Reproduza na íntegra, sem nenhuma alteração, o trecho abaixo sobre doações em favor de crianças com câncer.

::: Trecho da fonte :::

Hoje, além da mecha da filha, a autônoma guarda outras três para levar à APP. "Tenho amigas que têm salão de beleza, arrecado as mechas e levo pra lá. Fui a um salão e uma moça tinha duas mechas pra vender, aí quando contei a história da Melissa ela resolveu foi doar. Ao todo, já tô com quatro mechas. Mês passado, levei sete pra associação", orgulha-se a mãe-militante, depositando - e recolhendo um tanto - no abraço da própria filha a esperança de uma cura como presente de Natal.

Empatia

É justamente a realidade de crianças como Melissa e as "carequinhas" a quem ela tanto quer fazer o bem que comove Daniel Silva, 32. Desde que alcançou a maioridade e passou a observar as vivências de pacientes na luta contra o câncer, principalmente os infantis, o jovem se sensibilizou. Doar parte do próprio DNA a quem necessita, então, é compromisso firmado na vida dele - muito embora a primeira doação tenha sido, como confessa, por motivação própria.

"Na época, meu interesse não era solidário assim. Era mais porque provas de concurso e de vestibulares tinham isenção para quem doasse. Só que, com o passar do tempo, a gente vai entendendo a importância do ato, que afinal de contas, não é individual: é de ajudar o próximo", reflete.

::: Dados registrados :::

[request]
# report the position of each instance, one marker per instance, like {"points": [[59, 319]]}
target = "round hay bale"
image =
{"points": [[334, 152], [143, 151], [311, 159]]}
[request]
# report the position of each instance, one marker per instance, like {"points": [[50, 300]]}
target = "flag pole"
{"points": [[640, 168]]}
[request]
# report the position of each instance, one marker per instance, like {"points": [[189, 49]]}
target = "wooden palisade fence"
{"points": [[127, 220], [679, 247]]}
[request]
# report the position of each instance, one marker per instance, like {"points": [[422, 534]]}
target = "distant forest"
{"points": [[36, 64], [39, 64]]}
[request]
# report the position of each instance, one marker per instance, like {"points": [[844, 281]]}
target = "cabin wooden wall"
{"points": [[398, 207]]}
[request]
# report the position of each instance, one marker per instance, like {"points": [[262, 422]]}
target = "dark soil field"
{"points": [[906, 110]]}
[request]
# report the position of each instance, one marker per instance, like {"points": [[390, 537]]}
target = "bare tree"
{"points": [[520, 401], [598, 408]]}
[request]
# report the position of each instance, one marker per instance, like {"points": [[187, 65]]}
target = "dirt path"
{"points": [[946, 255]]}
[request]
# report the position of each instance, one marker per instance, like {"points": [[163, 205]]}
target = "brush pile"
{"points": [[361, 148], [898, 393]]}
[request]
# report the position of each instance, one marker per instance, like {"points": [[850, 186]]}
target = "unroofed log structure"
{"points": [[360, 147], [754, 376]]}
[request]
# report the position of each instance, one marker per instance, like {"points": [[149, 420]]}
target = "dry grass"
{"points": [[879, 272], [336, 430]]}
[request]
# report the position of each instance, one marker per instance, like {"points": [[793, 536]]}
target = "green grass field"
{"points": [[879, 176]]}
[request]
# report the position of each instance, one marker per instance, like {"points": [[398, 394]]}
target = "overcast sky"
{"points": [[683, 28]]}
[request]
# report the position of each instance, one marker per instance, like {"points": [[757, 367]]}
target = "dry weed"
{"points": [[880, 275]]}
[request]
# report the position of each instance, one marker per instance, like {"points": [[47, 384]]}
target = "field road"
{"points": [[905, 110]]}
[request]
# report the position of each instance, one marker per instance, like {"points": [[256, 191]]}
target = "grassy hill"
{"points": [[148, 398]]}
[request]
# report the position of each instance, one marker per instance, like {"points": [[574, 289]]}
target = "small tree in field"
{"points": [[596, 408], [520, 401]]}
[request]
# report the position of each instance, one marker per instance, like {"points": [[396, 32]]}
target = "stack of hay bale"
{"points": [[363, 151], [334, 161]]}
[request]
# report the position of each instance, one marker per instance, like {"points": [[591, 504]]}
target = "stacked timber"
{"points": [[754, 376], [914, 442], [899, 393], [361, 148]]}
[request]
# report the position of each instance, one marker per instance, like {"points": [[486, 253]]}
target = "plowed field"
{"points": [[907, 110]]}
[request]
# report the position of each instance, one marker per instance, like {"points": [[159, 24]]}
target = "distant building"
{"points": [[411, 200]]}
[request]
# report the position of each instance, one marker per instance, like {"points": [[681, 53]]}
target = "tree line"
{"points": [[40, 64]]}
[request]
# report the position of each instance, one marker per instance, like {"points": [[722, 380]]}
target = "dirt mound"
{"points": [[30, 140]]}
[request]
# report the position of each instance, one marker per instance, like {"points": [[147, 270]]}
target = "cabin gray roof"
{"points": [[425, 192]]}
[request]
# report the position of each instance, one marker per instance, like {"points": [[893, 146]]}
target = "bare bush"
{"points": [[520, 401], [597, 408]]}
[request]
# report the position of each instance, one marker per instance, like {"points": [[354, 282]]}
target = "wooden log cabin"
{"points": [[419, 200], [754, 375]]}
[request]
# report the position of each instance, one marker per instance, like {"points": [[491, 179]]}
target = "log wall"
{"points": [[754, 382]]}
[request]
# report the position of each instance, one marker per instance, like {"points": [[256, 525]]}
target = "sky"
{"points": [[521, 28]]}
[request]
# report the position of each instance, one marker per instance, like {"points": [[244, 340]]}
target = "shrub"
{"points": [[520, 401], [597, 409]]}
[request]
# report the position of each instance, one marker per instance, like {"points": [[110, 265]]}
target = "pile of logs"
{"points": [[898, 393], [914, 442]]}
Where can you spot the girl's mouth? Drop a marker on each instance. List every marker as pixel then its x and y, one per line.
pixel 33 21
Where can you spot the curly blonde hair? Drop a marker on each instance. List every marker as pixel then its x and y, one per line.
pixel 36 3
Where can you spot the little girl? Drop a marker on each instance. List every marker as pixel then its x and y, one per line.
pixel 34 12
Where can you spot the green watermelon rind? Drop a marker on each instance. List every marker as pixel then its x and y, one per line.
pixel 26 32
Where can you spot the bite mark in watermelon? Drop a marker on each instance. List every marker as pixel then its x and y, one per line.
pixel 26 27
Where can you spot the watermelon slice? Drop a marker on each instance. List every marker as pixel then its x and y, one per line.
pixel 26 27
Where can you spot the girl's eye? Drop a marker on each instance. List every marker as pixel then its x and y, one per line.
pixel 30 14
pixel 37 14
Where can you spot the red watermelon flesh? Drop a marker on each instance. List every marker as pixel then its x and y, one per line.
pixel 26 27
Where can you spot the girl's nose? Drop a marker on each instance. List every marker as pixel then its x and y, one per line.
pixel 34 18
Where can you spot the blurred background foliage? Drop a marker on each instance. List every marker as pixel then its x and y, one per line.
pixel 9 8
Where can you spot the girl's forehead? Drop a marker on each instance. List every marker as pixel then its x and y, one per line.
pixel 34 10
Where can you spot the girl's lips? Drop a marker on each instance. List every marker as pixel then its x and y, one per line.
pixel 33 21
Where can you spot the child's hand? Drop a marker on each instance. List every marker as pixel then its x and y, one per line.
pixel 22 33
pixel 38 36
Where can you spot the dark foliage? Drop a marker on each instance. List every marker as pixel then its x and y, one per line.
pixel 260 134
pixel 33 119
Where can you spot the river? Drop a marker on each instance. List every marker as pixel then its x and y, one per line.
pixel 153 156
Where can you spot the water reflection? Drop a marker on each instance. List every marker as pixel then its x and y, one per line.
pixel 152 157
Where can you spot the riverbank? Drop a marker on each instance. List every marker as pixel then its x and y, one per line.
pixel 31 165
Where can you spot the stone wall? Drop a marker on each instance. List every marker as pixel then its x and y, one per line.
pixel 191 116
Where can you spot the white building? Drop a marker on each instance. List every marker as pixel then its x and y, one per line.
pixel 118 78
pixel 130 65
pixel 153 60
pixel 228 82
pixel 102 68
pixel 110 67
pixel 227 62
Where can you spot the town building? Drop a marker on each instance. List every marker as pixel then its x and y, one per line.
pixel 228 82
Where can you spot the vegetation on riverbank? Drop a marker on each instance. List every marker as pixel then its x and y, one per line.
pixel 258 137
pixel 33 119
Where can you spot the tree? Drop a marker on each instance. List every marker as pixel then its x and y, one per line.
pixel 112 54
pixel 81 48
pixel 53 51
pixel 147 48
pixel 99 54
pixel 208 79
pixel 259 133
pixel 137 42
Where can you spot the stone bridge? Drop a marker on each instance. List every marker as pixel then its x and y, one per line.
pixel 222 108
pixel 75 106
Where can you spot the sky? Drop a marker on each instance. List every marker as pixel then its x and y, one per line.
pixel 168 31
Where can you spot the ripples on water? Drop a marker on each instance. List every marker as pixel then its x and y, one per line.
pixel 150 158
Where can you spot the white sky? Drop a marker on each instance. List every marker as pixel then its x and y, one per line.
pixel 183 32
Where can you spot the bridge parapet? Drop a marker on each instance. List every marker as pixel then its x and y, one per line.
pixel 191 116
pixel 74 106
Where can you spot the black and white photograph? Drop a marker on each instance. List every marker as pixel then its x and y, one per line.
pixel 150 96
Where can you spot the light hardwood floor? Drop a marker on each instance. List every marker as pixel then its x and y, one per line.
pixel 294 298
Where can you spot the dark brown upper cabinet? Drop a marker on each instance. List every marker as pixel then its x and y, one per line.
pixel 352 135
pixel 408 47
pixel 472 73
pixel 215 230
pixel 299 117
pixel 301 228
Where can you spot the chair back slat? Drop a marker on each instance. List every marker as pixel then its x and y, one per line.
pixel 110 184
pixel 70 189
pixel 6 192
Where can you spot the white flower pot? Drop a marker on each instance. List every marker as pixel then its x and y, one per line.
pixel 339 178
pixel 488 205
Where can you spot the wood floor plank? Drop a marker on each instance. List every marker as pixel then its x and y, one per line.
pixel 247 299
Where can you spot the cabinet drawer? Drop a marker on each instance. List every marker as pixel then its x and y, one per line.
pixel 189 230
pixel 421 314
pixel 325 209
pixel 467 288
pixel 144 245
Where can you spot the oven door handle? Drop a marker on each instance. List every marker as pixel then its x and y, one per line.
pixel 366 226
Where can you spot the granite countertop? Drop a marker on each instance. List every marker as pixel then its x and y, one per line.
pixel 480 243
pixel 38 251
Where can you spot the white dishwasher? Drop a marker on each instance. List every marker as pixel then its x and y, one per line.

:::

■ **Resposta escrita**:
Hoje, além da mecha da filha, a autônoma guarda outras três para levar à APP. "Tenho amigas que têm salão de beleza, arrecado as mechas e levo pra lá. Fui a um salão e uma moça tinha duas mechas pra vender, aí quando contei a história da Melissa ela resolveu foi doar. Ao todo, já tô com quatro mechas. Mês passado, levei sete pra associação", orgulha-se a mãe-militante, depositando - e recolhendo um tanto - no abraço da própria filha a esperança de uma cura como presente de Natal.

Empatia

É justamente a realidade de crianças como Melissa e as "carequinhas" a quem ela tanto quer fazer o bem que comove Daniel Silva, 32. Desde que alcançou a maioridade e passou a observar as vivências de pacientes na luta contra o câncer, principalmente os infantis, o jovem se sensibilizou. Doar parte do próprio DNA a quem necessita, então, é compromisso firmado na vida dele - muito embora a primeira doação tenha sido, como confessa, por motivação própria.

"Na época, meu interesse não era solidário assim. Era mais porque provas de concurso e de vestibulares tinham isenção para quem doasse. Só que, com o passar do tempo, a gente vai entendendo a importância do ato, que afinal de contas, não é individual: é de ajudar o próximo", reflete.